▸ Quoted passage
Feel what that single image does to cosmology. A maker stands outside what he makes; a commander issues orders from above. A mother contains what she brings forth, feeds it from her own substance, and never afterward stands wholly apart from it. To call the source is to declare that the universe is not manufactured or governed but born and nursed—that the relation at the root of things is not power but nourishment. The lonely figure at the end of Chapter Twenty, who treasured being fed by the Mother while the crowd feasted on slaughtered oxen, was not indulging a metaphor. He was describing, this chapter insists, the actual structure of reality.
And yet—the honesty that keeps this text trustworthy across twenty-five centuries—Laozi will not pretend to know her name. The word "Dao" itself, he confesses, is only a : a courtesy-name, the nickname used within the family because the true name is beyond the family's reach. There is a whole theology in that modesty. Every tradition that has gone to war over the correct name of the source might have been disarmed by this one verse: the oldest master in the lineage admitting that he is on nickname terms with the ultimate, and no better. Even "Great," extracted from him under force, immediately dissolves in his hands into motion—great means passing, passing means far, far means returning. The only stable thing that can be said about the source is the shape of its movement: a circle. Everything streams outward to its limit and comes home. We have met this circle before—in the return of all things to their root, in the sun's tumble toward the west—but here we learn it is not one pattern among many. It is the signature of the Mother in everything she has borne.

▸ Object position labeling entries
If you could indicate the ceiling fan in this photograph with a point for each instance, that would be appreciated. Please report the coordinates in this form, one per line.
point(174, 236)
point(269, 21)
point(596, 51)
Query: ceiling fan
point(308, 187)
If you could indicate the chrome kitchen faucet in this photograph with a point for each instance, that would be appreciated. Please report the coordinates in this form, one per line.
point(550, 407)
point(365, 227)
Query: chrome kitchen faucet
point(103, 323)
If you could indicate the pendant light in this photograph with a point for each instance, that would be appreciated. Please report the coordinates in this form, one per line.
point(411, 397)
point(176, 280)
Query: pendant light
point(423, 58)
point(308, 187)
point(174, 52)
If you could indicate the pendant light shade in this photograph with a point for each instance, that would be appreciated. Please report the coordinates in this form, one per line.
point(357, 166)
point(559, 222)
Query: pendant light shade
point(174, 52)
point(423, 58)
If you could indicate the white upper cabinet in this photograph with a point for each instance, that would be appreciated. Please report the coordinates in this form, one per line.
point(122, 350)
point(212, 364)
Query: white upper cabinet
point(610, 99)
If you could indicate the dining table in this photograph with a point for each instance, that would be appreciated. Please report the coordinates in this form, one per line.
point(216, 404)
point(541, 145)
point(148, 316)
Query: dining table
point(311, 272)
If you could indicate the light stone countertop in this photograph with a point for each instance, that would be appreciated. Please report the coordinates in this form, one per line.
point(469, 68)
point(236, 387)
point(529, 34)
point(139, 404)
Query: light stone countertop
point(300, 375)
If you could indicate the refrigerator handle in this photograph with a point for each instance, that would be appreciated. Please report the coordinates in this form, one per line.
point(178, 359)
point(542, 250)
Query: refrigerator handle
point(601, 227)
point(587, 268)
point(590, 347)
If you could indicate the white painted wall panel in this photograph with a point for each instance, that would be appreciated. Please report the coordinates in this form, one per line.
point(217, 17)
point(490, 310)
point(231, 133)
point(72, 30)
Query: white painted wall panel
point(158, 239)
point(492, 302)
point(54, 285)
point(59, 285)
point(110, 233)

▸ Objectives
A - Answer these from the Dao commentary:
(i) According to the commentary, what relation lies at the root of things, in place of power?
(ii) What did the lonely figure at the end of Chapter Twenty treasure while the crowd feasted on slaughtered oxen?
(iii) What is the only stable thing the commentary says can be said about the source?
B - Pick up the Dao commentary after its final sentence and carry it forward.

▸ Outputs in order
A -
(i) Nourishment.
(ii) Being fed by the Mother.
(iii) The shape of its movement: a circle.

B -
Then the chapter does something extraordinary for a book so devoted to human humility: it hands us a seat among the greats. Dao, heaven, earth—and the human, also great. Not great the way our résumés mean it; the tiptoers of the previous chapter are still flat on the ground. Great by membership in the circuit: we are the place where the great circulation becomes aware of itself, the one creature that can read the pattern and choose to follow it. Which is precisely why the chapter ends not with our enthronement but with our curriculum.
Pattern yourself on earth. Begin there—not on heaven, not on the Dao; the chain is a staircase, and the first step is the ground under your feet. Learn the earth's syllabus: bear what is placed on you without announcement; receive what flows downward without complaint; hold everyone who walks on you without choosing favorites. Earth, meanwhile, studies heaven—the impartial turning, the seasons that arrive on time for no one's sake and everyone's. Heaven studies the Dao—the silent, boundless circulation. And the Dao? Here the staircase opens onto sky: the Dao patterns itself on the self-so. On nothing. On its own unforced nature, the way water goes when no one is watching and nothing commands.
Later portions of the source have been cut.